• [Provided records]:
◆ ◆ ◆ ◆ ◆
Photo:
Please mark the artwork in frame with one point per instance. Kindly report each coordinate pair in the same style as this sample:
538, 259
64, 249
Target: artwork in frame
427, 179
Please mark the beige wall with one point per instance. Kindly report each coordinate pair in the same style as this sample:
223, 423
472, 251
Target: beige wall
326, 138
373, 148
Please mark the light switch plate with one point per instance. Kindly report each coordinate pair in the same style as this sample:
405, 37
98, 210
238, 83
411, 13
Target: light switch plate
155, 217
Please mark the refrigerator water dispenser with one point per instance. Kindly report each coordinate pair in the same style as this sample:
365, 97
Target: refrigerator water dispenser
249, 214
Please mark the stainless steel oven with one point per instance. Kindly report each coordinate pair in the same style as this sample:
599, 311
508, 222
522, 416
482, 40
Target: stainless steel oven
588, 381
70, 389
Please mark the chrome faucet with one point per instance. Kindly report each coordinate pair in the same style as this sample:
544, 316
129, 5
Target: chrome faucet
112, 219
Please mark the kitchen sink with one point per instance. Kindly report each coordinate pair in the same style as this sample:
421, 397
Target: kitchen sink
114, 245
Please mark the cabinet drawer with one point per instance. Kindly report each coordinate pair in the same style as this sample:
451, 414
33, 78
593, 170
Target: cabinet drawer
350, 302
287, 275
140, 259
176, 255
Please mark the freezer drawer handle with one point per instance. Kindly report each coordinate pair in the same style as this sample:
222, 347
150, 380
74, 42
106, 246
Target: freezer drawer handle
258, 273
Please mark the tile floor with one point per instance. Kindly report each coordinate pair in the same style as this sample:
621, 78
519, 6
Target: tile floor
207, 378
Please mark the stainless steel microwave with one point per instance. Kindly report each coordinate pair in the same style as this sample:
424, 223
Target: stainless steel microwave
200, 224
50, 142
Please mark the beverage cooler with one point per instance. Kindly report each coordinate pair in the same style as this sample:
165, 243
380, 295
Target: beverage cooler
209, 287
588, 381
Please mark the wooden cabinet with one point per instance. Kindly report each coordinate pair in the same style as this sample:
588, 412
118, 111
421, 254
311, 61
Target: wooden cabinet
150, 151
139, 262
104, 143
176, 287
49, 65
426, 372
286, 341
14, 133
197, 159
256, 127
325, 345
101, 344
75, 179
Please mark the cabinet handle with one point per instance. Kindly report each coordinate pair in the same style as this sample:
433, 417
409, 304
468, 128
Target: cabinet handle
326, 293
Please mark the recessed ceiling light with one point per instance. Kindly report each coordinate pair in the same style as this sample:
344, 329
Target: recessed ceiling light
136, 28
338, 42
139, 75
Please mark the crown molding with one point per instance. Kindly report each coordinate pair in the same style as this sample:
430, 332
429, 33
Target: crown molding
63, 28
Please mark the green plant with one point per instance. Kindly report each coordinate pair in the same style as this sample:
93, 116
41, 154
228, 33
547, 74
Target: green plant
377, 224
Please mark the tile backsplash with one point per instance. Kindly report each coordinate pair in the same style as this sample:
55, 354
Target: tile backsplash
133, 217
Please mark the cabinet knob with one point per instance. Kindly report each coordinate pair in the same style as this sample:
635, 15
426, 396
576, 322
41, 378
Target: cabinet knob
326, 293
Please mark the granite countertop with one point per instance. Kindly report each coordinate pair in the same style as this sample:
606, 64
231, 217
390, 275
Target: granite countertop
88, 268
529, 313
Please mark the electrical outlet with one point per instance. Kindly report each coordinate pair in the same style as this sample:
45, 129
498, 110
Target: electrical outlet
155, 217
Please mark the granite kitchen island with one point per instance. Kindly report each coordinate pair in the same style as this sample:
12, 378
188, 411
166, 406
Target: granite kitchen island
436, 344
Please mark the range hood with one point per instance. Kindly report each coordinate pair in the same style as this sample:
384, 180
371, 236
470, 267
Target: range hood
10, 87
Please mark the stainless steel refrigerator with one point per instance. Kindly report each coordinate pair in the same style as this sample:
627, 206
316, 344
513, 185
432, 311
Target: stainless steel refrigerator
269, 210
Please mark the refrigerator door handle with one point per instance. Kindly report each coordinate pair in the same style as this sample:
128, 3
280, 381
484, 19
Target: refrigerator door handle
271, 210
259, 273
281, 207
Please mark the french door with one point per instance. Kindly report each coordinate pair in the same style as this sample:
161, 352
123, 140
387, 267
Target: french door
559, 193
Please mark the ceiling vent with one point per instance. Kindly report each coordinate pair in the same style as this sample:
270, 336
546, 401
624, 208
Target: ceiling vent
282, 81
◆ ◆ ◆ ◆ ◆
• [Instruction]: Extract all of the data shown above without alteration.

• [Answer]:
Photo:
Please mark the artwork in frame with one point per instance. Kindly report each coordinate pair in the same style as this sample:
538, 259
64, 249
Target: artwork in frame
427, 179
Please mark the beige wall with one point per instance. Kindly report each coordinate pair in the same style as this sample:
223, 423
472, 251
Target: beige wall
326, 138
373, 148
Please mark the light switch plate with one point per instance. Kindly report each coordinate pair in the same style as this sample:
405, 37
98, 210
238, 83
411, 13
Target: light switch plate
155, 217
Please mark the refrigerator water dispenser with one point per instance. Kindly report each coordinate pair in the same style as this sample:
365, 97
Target: refrigerator water dispenser
249, 214
Please mark the stainless steel oven with one point per instance. Kindly report each coordinate pair in the same style as this sample:
599, 311
508, 222
522, 416
482, 40
Target: stainless steel oven
588, 381
70, 389
Please mark the chrome faucet with one point per instance. Kindly report each coordinate pair in the same style as this sample:
544, 316
129, 5
Target: chrome faucet
112, 219
Please mark the kitchen sink with one point per instance. Kindly report each coordinate pair in the same style as this sample:
421, 397
Target: kitchen sink
114, 245
Please mark the cabinet drawer with one point per instance. Kindly report each coordinate pair in the same style as this sample:
451, 414
33, 78
593, 170
Target: cabinet drawer
350, 302
287, 275
140, 259
176, 255
Please mark the freezer drawer handle with one point per instance. Kindly report each coordinate pair in the same style as this sample:
222, 347
150, 380
74, 42
106, 246
Target: freezer drawer handle
258, 273
Please mark the tile floor with one point per instance. Kindly report each coordinate pair in the same style as this sample:
621, 78
519, 6
Target: tile floor
207, 378
Please mark the stainless steel microwave with one point per instance. Kindly report each coordinate pair in the same style as this sample:
424, 223
Target: stainless steel microwave
200, 224
50, 142
Please mark the beverage cooler with one point per instance. Kindly report each coordinate pair in the same style as this sample:
165, 243
380, 295
Target: beverage cooler
209, 287
588, 381
Please mark the wooden cabinet with one point per instance. Kindly report each coordinate pair in the same style as this sample:
588, 412
118, 111
421, 254
311, 61
Target: wooden cabinet
150, 151
139, 262
104, 143
176, 287
49, 65
426, 372
286, 341
14, 133
197, 159
256, 127
325, 345
101, 344
75, 179
Please mark the cabinet handle with one point per instance. Kindly report each coordinate pair in the same style as this sample:
433, 417
409, 304
468, 128
Target: cabinet handle
326, 293
Please mark the recessed ceiling light with one point per instance. Kindly report each coordinate pair in the same style as this sample:
344, 329
Target: recessed ceiling light
136, 28
338, 42
139, 75
Please mark the crown molding with one point per instance. Kindly report each coordinate pair in the same style as this sample:
430, 332
429, 33
Target: crown molding
63, 28
Please mark the green plant with one point per instance. Kindly report each coordinate pair in the same style as this sample:
93, 116
41, 154
228, 33
547, 74
Target: green plant
377, 224
Please mark the tile backsplash with one point per instance. Kindly report each coordinate pair in the same style as this sample:
55, 354
Target: tile backsplash
133, 217
Please mark the cabinet knob with one point per instance. Kindly report each coordinate pair in the same style as this sample:
635, 15
426, 396
576, 322
41, 378
Target: cabinet knob
326, 293
Please mark the granite countertop with one point per instance. Kindly report each coordinate pair in the same style as this sample:
606, 64
231, 217
390, 275
Target: granite countertop
88, 268
529, 313
Please mark the electrical outlet with one point per instance. Kindly report each coordinate pair in the same style as this sample:
45, 129
498, 110
Target: electrical outlet
155, 217
Please mark the granite kitchen island with one point per instance. Kindly report each coordinate pair in the same style as this sample:
12, 378
188, 411
166, 406
Target: granite kitchen island
436, 344
Please mark the range hood with one point per instance. Kindly report each coordinate pair in the same style as this sample:
384, 180
371, 236
470, 267
Target: range hood
10, 87
Please mark the stainless steel refrigerator with one point per instance. Kindly report each coordinate pair in the same style as this sample:
627, 206
316, 344
513, 185
432, 311
Target: stainless steel refrigerator
269, 210
Please mark the refrigerator door handle with one point per instance. Kindly report each coordinate pair in the same style as this sample:
128, 3
280, 381
484, 19
Target: refrigerator door handle
271, 210
259, 273
281, 207
Please mark the french door with one point per instance. Kindly report each coordinate pair in the same style as this sample:
161, 352
123, 140
387, 267
Target: french door
559, 193
Please mark the ceiling vent with one point per instance. Kindly report each coordinate pair in the same style as this sample:
270, 336
546, 401
624, 208
Target: ceiling vent
282, 81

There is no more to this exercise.